-- START OF Data shown --

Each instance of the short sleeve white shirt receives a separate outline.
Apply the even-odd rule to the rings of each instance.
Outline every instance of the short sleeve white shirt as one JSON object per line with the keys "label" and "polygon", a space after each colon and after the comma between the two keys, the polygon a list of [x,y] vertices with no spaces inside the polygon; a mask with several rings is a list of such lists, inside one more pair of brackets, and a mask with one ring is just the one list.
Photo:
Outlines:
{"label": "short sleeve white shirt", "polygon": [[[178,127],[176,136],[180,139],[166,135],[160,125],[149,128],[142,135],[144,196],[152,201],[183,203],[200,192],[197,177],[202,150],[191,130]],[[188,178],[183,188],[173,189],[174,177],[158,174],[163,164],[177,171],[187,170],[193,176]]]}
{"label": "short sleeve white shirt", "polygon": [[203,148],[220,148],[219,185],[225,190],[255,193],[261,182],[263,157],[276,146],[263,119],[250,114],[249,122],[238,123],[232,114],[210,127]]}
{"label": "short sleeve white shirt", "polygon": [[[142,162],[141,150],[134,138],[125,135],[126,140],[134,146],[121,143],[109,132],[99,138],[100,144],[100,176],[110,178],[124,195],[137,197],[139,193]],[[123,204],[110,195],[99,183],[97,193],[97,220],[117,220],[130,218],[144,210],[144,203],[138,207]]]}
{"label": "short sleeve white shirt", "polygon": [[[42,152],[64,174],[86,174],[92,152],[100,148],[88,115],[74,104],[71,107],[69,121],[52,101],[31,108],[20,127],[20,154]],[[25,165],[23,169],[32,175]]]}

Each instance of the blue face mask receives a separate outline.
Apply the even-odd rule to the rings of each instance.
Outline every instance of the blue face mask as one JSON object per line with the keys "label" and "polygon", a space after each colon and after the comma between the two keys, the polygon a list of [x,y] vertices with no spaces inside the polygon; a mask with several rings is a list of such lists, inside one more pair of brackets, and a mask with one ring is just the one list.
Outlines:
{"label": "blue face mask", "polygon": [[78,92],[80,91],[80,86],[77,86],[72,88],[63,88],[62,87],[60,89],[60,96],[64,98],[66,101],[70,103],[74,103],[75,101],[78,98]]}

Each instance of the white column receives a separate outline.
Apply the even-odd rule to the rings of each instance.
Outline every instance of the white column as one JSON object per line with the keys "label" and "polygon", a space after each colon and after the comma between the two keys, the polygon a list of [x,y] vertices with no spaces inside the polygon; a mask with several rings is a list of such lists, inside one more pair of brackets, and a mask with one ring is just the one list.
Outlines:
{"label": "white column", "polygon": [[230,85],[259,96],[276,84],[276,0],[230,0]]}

-- END OF Data shown --

Task to carry out »
Reproduce all of the data above word for word, without changing anything.

Exercise solution »
Each instance of the short sleeve white shirt receives a separate outline.
Apply the even-odd rule to the rings of each instance.
Outline every instance of the short sleeve white shirt as one JSON object per line with the keys "label" and "polygon", a space after each colon and after the comma between the two keys, the polygon a list of [x,y] vertices with no spaces inside the polygon; a mask with several rings is a list of such lists, inside one more pair of brackets, and a mask with one ring is just the one list.
Photo:
Outlines:
{"label": "short sleeve white shirt", "polygon": [[[178,127],[176,136],[180,139],[166,135],[160,125],[149,128],[142,135],[144,196],[152,201],[183,203],[200,192],[197,177],[202,150],[191,130]],[[188,178],[183,188],[173,189],[174,177],[158,174],[163,164],[177,171],[187,170],[193,176]]]}
{"label": "short sleeve white shirt", "polygon": [[203,148],[220,148],[219,185],[225,190],[255,193],[261,182],[263,157],[276,146],[263,119],[250,114],[249,122],[238,123],[232,114],[210,127]]}
{"label": "short sleeve white shirt", "polygon": [[[142,162],[141,150],[134,138],[125,135],[126,140],[134,146],[121,143],[109,132],[99,138],[100,144],[100,176],[110,178],[124,195],[137,197],[139,193]],[[123,204],[110,195],[99,183],[97,193],[97,220],[117,220],[130,218],[144,210],[144,203],[138,207]]]}
{"label": "short sleeve white shirt", "polygon": [[[42,152],[64,174],[86,174],[92,152],[100,148],[88,115],[74,104],[71,107],[69,121],[52,101],[31,108],[20,127],[20,154]],[[25,165],[23,169],[32,175]]]}

Each instance of the blue face mask receives a separate outline.
Apply the even-odd rule to the rings of each instance.
Outline every instance of the blue face mask as one JSON object per line with the keys "label" and "polygon", a space after each colon and after the comma between the two keys, the polygon a list of [x,y] vertices with no spaces inside the polygon; a mask with several rings is a list of such lists, inside one more pair of brackets, and a mask with one ring is just the one list.
Outlines:
{"label": "blue face mask", "polygon": [[78,92],[80,91],[80,86],[77,86],[72,88],[63,88],[62,87],[60,89],[60,96],[64,98],[66,101],[70,103],[74,103],[75,101],[78,98]]}

Each instance of the white column receives a separate outline.
Apply the even-odd rule to the rings of each instance.
Outline every instance of the white column as one JSON object per line with the keys "label" and "polygon", a space after each colon and after the comma between the two keys, the polygon a list of [x,y] vertices with no spaces inside the polygon; a mask with several rings is a list of such lists, inside one more pair of brackets, and a mask with one ring is just the one list.
Outlines:
{"label": "white column", "polygon": [[230,85],[259,96],[276,84],[276,0],[230,0]]}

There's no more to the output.